───── DATA IN THIS EXERCISE

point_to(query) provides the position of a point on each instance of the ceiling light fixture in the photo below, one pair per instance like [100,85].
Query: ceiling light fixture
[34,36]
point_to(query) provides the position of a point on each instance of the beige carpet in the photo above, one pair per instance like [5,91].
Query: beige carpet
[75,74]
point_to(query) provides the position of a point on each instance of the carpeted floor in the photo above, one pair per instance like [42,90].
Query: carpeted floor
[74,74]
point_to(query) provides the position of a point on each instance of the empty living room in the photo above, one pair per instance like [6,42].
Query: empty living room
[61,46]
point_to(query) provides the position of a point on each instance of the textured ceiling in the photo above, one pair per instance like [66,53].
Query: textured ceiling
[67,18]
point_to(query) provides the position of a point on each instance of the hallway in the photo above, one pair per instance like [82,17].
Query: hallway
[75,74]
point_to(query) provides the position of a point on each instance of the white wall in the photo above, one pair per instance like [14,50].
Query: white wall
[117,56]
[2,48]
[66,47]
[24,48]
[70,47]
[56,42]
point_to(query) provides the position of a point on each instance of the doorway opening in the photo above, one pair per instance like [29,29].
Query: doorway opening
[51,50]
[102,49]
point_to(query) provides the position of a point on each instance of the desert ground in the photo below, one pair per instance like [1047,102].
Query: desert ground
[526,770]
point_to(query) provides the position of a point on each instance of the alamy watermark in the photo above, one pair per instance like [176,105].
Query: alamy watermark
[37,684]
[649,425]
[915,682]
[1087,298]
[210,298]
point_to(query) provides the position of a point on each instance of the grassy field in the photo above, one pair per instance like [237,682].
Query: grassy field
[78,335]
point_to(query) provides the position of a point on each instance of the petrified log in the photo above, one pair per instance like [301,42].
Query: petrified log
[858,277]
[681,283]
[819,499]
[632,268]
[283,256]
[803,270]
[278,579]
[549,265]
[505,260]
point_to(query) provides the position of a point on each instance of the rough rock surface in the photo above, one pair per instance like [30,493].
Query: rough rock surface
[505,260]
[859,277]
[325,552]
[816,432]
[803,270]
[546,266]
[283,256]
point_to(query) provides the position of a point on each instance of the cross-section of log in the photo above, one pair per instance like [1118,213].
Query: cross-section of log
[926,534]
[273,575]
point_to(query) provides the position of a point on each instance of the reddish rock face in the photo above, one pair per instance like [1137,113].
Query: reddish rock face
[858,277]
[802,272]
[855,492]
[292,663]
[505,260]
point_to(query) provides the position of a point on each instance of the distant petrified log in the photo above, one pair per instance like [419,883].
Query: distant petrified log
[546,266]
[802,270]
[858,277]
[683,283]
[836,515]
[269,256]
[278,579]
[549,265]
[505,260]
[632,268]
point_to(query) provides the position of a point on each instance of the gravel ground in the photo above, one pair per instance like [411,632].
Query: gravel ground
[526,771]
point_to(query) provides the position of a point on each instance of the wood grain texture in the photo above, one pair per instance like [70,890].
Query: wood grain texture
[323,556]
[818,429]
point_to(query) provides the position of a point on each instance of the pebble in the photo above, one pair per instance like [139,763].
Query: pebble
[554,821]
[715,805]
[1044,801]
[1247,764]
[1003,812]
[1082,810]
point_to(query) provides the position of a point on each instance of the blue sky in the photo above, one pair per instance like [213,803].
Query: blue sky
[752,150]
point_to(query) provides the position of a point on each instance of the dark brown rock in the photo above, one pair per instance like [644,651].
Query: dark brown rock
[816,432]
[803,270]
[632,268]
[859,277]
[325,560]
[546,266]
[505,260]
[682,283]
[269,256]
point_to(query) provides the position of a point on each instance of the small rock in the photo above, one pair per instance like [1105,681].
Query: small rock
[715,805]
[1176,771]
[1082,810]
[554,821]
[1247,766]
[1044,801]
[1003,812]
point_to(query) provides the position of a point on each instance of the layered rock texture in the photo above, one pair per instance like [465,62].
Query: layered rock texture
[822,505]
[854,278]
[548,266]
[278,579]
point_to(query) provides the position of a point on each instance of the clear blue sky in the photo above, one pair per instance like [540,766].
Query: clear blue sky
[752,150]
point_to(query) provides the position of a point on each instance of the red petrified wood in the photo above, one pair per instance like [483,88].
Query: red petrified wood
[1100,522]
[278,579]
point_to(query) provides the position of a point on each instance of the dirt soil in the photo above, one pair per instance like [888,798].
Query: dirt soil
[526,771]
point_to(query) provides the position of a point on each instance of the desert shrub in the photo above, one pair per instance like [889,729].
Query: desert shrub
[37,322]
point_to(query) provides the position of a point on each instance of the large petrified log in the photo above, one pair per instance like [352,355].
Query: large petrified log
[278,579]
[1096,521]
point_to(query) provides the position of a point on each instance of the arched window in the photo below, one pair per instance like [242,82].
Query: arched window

──────────

WHAT THE EXERCISE ASKS:
Count the lines in these records that hold the string "arched". Only the number is wanted.

EXERCISE RESULT:
2